Input for this task:

%%

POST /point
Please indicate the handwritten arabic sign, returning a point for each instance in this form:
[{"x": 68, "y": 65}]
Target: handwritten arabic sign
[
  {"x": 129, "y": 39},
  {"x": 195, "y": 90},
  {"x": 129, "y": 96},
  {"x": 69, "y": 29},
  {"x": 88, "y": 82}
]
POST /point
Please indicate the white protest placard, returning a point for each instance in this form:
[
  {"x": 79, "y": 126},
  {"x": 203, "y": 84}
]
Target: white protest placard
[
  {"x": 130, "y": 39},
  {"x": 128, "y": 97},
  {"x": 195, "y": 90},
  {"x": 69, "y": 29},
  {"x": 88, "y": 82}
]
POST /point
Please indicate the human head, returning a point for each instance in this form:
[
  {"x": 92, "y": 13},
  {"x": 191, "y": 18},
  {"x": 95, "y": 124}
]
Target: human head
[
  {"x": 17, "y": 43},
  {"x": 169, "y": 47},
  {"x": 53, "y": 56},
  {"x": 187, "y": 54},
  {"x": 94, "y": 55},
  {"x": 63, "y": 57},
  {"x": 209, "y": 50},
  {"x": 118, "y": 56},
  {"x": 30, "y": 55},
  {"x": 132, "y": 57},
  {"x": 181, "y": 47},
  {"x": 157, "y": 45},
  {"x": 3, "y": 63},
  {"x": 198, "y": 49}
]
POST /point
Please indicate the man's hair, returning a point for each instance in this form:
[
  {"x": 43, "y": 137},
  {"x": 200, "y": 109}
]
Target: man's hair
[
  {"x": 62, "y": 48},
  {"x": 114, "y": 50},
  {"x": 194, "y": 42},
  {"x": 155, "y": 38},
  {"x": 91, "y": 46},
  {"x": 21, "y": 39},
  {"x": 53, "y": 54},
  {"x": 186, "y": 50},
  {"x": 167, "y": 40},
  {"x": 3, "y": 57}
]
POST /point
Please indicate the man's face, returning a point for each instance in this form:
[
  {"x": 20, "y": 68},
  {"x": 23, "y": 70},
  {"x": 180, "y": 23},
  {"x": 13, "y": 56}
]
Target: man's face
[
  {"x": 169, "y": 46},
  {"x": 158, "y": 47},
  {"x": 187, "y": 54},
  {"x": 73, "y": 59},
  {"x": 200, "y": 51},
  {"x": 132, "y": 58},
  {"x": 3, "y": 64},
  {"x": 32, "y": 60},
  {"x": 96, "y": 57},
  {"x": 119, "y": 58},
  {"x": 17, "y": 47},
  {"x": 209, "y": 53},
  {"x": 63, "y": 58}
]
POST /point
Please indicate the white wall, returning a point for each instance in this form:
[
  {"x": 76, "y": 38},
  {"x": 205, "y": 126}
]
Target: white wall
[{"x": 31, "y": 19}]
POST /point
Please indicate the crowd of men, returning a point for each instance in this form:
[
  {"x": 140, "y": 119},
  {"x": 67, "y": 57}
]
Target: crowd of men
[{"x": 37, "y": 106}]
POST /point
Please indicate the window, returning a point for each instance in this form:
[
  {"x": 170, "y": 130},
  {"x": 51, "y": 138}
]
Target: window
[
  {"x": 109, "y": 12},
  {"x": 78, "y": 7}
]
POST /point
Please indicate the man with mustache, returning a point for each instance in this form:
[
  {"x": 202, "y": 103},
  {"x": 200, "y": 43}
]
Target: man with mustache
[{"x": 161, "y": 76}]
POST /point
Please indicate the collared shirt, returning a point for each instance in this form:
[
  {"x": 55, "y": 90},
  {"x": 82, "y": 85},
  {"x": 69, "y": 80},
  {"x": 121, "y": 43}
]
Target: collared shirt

%%

Required task: Repeat the entries shown above, every one, word for word.

Written response:
POST /point
Please indicate the handwritten arabic sign, returning a point for each instance in this form:
[{"x": 68, "y": 65}]
Target: handwritten arabic sign
[
  {"x": 129, "y": 39},
  {"x": 195, "y": 90},
  {"x": 129, "y": 96},
  {"x": 69, "y": 29},
  {"x": 88, "y": 82}
]
POST /point
Please indicate the white protest placard, returning a point for each instance in this form:
[
  {"x": 79, "y": 126},
  {"x": 203, "y": 84}
]
Target: white protest placard
[
  {"x": 130, "y": 39},
  {"x": 128, "y": 97},
  {"x": 195, "y": 90},
  {"x": 69, "y": 29},
  {"x": 88, "y": 82}
]
POST /point
Please indicate the human head, returning a point for each instance in this form:
[
  {"x": 92, "y": 13},
  {"x": 191, "y": 18},
  {"x": 95, "y": 124}
]
Target: human head
[
  {"x": 17, "y": 43},
  {"x": 169, "y": 47},
  {"x": 53, "y": 56},
  {"x": 187, "y": 54},
  {"x": 94, "y": 55},
  {"x": 63, "y": 57},
  {"x": 209, "y": 50},
  {"x": 118, "y": 56},
  {"x": 30, "y": 55},
  {"x": 132, "y": 57},
  {"x": 181, "y": 47},
  {"x": 157, "y": 45},
  {"x": 3, "y": 63},
  {"x": 198, "y": 49}
]
POST /point
Please indicate the man's hair, returning a point for each instance in this form:
[
  {"x": 43, "y": 137},
  {"x": 200, "y": 109}
]
Target: man's hair
[
  {"x": 62, "y": 48},
  {"x": 114, "y": 50},
  {"x": 194, "y": 42},
  {"x": 155, "y": 38},
  {"x": 91, "y": 46},
  {"x": 21, "y": 39},
  {"x": 53, "y": 54},
  {"x": 186, "y": 50},
  {"x": 167, "y": 40},
  {"x": 3, "y": 57}
]
POST /point
Please indicate the man's face, returning a point for each instance in this form:
[
  {"x": 20, "y": 68},
  {"x": 23, "y": 70},
  {"x": 180, "y": 23},
  {"x": 13, "y": 56}
]
Target: man's face
[
  {"x": 169, "y": 46},
  {"x": 158, "y": 47},
  {"x": 187, "y": 54},
  {"x": 73, "y": 59},
  {"x": 200, "y": 51},
  {"x": 132, "y": 58},
  {"x": 3, "y": 64},
  {"x": 32, "y": 60},
  {"x": 96, "y": 57},
  {"x": 119, "y": 58},
  {"x": 17, "y": 47},
  {"x": 209, "y": 53},
  {"x": 63, "y": 58}
]
POST /point
Please indicate the white wall, returning a point for each instance in this form:
[
  {"x": 76, "y": 38},
  {"x": 205, "y": 126}
]
Target: white wall
[{"x": 31, "y": 19}]
POST /point
Please indicate the crowd of men, returning a point for each instance in this form:
[
  {"x": 140, "y": 119},
  {"x": 67, "y": 57}
]
Target: crowd of men
[{"x": 37, "y": 106}]
POST /point
Please indicate the window, returning a point for each instance in this form:
[
  {"x": 170, "y": 130},
  {"x": 51, "y": 138}
]
Target: window
[
  {"x": 109, "y": 12},
  {"x": 78, "y": 7}
]
POST /point
Please indicate the man with mustache, returning a point for each instance in this form:
[
  {"x": 202, "y": 103},
  {"x": 200, "y": 43}
]
Target: man with mustache
[{"x": 161, "y": 76}]
POST /point
Please indicate the collared shirt, returning a point for each instance in this form:
[
  {"x": 55, "y": 90},
  {"x": 82, "y": 85},
  {"x": 69, "y": 80},
  {"x": 121, "y": 43}
]
Target: collared shirt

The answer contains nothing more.